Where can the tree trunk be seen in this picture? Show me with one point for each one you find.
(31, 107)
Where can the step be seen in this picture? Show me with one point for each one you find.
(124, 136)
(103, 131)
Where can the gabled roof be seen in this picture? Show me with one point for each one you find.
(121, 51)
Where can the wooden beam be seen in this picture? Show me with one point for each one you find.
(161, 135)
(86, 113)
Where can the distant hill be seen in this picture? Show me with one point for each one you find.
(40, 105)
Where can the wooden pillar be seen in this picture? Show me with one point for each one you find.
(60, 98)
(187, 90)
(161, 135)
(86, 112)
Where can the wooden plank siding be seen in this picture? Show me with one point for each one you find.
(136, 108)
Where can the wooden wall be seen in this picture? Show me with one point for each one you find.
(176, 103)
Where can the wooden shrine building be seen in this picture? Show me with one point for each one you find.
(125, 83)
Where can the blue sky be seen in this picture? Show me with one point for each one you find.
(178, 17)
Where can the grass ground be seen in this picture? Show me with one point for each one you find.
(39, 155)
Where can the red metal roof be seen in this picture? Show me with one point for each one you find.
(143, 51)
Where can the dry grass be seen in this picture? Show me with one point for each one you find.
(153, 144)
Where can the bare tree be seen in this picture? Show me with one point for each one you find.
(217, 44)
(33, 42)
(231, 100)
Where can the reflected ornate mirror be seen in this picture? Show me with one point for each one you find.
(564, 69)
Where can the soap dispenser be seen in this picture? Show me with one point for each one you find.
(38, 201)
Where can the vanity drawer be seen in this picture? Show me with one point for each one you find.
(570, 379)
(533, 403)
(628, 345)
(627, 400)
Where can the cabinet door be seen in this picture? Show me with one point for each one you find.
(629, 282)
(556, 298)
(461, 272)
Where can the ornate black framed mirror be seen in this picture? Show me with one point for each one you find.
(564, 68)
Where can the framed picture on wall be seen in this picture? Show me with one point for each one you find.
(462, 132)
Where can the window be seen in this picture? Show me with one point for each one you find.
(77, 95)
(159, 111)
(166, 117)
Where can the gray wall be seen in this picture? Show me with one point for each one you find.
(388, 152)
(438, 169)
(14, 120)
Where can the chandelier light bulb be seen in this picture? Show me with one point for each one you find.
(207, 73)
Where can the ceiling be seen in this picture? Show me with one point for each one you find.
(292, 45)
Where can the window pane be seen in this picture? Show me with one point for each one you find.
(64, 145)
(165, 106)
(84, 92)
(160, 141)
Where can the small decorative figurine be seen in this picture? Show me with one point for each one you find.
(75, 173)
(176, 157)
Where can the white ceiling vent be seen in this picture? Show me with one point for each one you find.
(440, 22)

__PROMPT__. Transcribe the entire listing above word for word, preserving every line in its original order.

__RESULT BELOW__.
Where can the tree trunk be seen in this picture? Show me with one point for each one you find.
(31, 107)
Where can the step be seen in this picture? Show me with one point for each one you find.
(124, 136)
(103, 131)
Where can the gabled roof be seen in this picture? Show me with one point for each one you find.
(121, 51)
Where can the wooden beam be seen in this picture? Show me with one point for each one you find.
(161, 135)
(86, 113)
Where can the distant hill be seen in this picture? Show me with one point for each one you find.
(40, 105)
Where can the wooden pillar be seen in this picture? Show me with one point for each one you find.
(60, 98)
(187, 90)
(161, 135)
(86, 112)
Where can the wooden plank siding be seen in this picture? Show me with one point for each one you find.
(136, 108)
Where can the wooden wall be seen in this picture? Show me with one point for each one you find.
(176, 103)
Where can the wooden shrine building be seen in this picture? Show me with one point for each one you find.
(125, 83)
Where can the blue sky be seen in this picture? Show me with one point for each one you find.
(178, 17)
Where can the grass ground be seen in this picture? Show me with one point for each one you find.
(39, 155)
Where can the red metal roof be seen in this picture? Show me with one point for each one you find.
(143, 51)
Where can the dry grass be seen in this picture? Show me with one point for each one you find.
(153, 144)
Where can the bare tree be seen in this picture? Show me with one point for each one you find.
(217, 44)
(33, 42)
(231, 100)
Where can the reflected ornate mirror be seen in this picture? Show me with one point for each one you find.
(564, 69)
Where can the soap dispenser be seen in this picture? Show me with one point for each one you find.
(38, 201)
Where can the vanity drawer be seen in this picture? Show me with one point for each one you find.
(570, 379)
(533, 403)
(628, 345)
(627, 400)
Where can the cabinet door be seen in this picture? Show me with one point for each one you find.
(629, 282)
(556, 298)
(461, 272)
Where can the ornate black framed mirror be seen in this picture? Show me with one point for each one you find.
(564, 68)
Where can the framed picture on wall be seen in this picture? Show me with one point for each one you find.
(462, 132)
Where can the window be seen in this picture? Show me with one point for each one you find.
(77, 95)
(159, 111)
(166, 117)
Where can the gray wall be seen in this picture? Show me with one point for each one you find.
(388, 152)
(438, 169)
(14, 120)
Where can the chandelier light bulb be seen in this picture? Show me with one point for each one you find.
(207, 73)
Where can the ceiling be seen in this picture? Show me with one point for each one you find.
(292, 45)
Where can the window pane be seen in this picture? Show me with one point for each one you find.
(64, 145)
(165, 106)
(84, 92)
(160, 141)
Where can the small decorative figurine be seen in this picture? Show me with one point for each one you find.
(75, 173)
(176, 157)
Where can the white ceiling vent be seen in this picture? Show me with one point for each one you find.
(440, 22)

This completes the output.